WORK TO COMPLETE - Establish how many lines below contain the string "open". Respond with that number alone.
----- THE RECORDS
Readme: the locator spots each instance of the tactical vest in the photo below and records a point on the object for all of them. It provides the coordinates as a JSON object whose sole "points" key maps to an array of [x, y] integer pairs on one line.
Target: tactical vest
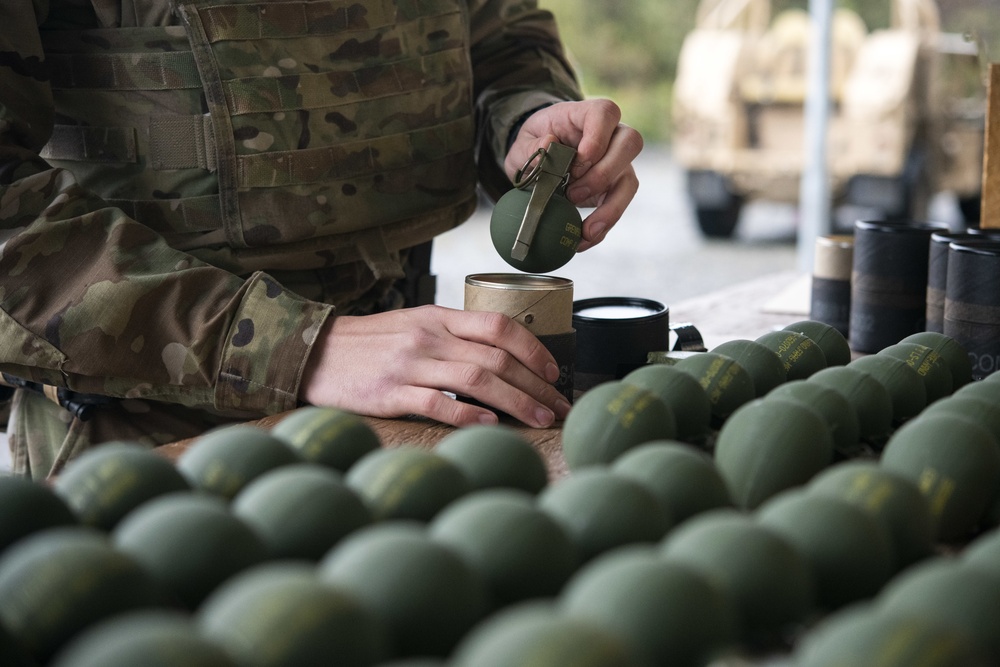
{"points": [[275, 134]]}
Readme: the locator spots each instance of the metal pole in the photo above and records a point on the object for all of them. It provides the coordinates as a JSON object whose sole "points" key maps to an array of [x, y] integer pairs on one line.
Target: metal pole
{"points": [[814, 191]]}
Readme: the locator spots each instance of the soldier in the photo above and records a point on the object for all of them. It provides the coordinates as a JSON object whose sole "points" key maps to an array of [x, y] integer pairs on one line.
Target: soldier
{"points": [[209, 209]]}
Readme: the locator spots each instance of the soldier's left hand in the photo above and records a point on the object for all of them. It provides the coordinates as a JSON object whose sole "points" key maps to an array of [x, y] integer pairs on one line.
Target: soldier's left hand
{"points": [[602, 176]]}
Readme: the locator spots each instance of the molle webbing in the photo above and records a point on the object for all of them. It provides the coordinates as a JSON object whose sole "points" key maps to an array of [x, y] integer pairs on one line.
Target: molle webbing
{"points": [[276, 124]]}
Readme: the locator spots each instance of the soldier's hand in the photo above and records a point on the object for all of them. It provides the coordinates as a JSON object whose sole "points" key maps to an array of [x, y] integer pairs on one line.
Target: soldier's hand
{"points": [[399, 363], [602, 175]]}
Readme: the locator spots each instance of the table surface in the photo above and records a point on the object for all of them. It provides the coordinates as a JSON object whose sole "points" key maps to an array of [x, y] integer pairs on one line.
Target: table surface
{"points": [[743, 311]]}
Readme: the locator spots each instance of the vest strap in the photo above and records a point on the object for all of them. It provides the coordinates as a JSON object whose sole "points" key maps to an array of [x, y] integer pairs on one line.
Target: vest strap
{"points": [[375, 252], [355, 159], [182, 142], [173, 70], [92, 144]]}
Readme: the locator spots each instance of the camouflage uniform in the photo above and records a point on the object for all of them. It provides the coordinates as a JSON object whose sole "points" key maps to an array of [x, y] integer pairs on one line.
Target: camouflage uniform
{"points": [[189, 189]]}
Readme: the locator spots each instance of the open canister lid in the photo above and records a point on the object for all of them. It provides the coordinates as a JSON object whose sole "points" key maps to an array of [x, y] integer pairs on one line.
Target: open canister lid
----------
EXERCISE RESULT - 2